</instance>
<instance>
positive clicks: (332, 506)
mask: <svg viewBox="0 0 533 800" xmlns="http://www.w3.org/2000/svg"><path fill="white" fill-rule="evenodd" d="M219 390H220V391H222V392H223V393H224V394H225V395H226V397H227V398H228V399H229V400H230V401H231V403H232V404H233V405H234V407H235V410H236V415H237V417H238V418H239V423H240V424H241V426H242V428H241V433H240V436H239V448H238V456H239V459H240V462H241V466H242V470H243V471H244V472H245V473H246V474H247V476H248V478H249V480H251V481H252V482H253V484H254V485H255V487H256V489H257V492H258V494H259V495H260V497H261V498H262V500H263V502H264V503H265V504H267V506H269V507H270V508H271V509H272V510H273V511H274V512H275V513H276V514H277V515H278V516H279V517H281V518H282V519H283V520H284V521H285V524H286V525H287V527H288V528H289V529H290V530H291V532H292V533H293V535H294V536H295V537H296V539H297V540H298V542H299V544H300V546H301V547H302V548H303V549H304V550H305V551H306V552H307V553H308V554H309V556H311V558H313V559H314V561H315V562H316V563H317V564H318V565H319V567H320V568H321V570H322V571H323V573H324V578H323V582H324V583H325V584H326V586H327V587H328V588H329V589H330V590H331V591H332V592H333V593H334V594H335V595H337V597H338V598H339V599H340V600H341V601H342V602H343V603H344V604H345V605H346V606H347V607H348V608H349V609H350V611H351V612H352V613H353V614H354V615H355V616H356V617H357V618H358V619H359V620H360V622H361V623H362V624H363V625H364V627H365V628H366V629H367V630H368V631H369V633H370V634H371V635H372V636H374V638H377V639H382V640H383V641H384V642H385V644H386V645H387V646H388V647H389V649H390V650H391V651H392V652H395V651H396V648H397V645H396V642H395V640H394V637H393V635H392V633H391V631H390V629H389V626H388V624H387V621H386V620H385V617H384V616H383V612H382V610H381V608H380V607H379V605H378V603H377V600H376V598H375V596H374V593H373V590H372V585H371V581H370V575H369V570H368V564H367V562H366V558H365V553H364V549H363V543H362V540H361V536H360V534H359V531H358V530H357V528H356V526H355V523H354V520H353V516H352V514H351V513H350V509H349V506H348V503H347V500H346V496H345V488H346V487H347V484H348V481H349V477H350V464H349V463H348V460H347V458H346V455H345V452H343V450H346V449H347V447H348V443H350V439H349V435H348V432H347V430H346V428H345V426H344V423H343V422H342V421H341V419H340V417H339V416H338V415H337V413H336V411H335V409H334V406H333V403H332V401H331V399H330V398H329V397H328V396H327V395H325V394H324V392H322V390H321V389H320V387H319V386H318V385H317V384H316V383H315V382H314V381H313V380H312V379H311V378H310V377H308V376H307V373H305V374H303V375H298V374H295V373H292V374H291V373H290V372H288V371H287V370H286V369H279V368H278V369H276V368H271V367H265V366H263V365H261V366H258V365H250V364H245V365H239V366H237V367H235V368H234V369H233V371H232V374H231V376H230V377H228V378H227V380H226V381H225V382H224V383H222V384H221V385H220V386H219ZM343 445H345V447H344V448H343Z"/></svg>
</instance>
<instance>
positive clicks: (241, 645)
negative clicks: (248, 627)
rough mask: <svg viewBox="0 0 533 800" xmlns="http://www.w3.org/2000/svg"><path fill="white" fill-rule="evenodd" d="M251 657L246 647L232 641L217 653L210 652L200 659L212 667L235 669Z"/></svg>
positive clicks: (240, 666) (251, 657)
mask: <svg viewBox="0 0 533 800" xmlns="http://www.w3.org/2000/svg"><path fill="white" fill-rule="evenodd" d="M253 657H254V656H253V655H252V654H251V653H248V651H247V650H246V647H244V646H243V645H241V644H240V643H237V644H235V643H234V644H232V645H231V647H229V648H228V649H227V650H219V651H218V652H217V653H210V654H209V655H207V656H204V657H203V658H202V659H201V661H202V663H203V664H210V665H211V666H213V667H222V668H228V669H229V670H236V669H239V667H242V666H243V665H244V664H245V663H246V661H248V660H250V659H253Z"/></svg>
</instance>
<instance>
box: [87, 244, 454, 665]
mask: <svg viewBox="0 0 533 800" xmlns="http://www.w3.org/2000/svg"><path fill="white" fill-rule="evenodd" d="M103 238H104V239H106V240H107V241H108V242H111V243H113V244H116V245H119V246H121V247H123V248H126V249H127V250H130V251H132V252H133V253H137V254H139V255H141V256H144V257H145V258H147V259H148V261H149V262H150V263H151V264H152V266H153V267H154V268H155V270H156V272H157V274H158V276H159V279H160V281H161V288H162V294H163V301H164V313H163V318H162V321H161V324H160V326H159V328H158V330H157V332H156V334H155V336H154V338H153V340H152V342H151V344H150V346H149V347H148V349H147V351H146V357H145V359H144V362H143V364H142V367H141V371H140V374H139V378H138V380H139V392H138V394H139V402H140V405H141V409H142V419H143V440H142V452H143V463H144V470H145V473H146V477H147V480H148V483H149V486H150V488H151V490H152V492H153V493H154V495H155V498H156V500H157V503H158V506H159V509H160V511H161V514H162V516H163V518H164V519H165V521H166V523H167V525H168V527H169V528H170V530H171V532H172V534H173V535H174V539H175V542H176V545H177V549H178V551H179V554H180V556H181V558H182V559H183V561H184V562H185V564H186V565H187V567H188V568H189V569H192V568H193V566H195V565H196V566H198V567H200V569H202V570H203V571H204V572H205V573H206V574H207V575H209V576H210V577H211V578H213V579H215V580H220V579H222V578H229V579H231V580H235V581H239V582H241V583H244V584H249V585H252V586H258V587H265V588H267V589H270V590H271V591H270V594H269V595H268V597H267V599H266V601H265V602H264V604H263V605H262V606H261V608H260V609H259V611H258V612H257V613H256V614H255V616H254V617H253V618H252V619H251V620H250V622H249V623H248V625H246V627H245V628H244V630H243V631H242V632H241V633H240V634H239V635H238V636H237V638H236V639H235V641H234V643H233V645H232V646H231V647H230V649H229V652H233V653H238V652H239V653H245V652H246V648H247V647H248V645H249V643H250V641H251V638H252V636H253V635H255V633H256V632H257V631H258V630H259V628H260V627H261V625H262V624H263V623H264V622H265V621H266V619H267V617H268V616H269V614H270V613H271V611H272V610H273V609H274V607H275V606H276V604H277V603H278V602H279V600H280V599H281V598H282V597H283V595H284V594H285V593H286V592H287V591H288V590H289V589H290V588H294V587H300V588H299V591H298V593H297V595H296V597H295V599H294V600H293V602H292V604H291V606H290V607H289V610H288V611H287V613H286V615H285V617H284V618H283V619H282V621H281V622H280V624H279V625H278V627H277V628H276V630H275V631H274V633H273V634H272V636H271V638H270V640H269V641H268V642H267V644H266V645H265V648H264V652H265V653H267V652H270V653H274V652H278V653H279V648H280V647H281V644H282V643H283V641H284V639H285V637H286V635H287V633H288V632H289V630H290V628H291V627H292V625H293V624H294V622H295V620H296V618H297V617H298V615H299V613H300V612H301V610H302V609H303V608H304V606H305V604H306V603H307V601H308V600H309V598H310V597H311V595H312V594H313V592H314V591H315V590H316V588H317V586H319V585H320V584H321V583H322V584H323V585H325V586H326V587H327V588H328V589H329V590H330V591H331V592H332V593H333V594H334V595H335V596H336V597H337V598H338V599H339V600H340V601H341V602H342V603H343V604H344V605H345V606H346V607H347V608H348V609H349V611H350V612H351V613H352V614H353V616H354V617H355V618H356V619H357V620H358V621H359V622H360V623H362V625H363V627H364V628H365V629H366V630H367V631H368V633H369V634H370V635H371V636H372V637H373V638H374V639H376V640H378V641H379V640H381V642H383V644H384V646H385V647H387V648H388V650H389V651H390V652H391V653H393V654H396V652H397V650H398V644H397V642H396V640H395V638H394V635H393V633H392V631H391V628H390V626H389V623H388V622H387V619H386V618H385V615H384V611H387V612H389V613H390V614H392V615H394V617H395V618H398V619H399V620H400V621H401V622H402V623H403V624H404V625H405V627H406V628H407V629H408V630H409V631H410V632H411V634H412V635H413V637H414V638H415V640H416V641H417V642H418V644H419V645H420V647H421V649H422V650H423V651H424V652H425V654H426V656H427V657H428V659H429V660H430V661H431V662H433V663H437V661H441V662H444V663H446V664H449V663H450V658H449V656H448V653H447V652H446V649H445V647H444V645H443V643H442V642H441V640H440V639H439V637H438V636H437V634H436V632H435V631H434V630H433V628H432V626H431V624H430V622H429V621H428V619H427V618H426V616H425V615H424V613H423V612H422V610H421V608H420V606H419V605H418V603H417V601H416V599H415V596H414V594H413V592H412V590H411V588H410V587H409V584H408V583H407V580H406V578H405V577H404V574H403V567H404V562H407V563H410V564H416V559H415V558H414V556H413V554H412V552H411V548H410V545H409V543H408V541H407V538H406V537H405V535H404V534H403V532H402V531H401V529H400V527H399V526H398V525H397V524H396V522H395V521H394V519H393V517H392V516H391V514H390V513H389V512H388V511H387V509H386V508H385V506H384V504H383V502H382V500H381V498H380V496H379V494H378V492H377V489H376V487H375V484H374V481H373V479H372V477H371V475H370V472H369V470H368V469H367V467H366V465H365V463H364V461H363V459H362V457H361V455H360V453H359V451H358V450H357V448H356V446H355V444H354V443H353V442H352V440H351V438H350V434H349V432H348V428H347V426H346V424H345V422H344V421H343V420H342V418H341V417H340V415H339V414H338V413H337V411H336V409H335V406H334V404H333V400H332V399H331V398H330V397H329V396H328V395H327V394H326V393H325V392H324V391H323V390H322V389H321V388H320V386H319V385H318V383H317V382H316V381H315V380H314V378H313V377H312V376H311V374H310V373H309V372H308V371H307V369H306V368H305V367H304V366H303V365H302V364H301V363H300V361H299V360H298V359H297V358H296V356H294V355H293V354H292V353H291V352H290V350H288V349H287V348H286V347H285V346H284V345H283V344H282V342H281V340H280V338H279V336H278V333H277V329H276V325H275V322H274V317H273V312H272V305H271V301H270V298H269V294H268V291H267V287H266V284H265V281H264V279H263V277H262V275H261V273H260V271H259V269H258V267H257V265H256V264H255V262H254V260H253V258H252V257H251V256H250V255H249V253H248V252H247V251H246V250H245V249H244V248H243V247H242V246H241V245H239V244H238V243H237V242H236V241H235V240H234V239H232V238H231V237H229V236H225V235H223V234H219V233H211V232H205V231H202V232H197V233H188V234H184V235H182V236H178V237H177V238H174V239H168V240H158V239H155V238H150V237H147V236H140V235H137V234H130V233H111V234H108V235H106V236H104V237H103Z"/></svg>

### Exercise prompt
Find the number of lines in the listing that carry the word "positive". Only that figure should appear in the reply.

### Solution
3